Task requirements:
The lines to copy are those in the records below that hold the word "jacket".

[Natural language region descriptions]
>>>
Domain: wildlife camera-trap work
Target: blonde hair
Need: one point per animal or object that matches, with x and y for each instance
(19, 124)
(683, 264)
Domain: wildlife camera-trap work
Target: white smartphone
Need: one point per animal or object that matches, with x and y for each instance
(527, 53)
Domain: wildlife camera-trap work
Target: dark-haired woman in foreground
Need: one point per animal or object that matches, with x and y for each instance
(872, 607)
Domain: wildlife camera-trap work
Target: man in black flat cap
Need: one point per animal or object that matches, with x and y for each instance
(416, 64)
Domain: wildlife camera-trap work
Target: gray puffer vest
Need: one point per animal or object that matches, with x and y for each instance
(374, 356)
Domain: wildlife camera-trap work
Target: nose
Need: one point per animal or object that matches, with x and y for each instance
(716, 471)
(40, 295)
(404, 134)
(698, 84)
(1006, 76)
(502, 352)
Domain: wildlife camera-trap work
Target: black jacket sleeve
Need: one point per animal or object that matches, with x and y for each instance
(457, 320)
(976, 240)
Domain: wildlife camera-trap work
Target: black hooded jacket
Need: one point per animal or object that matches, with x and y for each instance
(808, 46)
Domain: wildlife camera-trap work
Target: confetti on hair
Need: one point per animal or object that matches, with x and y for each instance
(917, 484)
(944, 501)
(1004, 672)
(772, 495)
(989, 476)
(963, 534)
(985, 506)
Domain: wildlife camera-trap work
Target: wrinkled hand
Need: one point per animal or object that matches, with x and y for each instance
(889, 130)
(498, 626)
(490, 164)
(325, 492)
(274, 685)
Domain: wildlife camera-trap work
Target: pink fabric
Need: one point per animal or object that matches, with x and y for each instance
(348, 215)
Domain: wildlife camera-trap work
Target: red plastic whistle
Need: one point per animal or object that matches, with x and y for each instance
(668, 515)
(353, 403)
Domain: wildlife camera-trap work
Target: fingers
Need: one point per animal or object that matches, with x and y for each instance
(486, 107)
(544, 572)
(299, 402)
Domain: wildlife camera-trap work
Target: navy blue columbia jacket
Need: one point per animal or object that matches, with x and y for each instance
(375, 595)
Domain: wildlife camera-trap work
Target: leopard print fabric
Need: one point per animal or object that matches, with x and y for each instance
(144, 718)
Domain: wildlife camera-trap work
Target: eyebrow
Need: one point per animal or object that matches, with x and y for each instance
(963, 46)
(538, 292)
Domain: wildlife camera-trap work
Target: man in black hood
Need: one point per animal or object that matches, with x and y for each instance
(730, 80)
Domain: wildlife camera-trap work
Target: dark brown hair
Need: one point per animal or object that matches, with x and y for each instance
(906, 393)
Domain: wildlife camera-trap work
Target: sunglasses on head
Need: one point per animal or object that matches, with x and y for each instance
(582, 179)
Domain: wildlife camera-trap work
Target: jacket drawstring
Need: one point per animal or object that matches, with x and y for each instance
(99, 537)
<<<
Solution to the exercise:
Target: black jacket sleeve
Target: black hooded jacket
Target: navy blue columbia jacket
Target: jacket drawstring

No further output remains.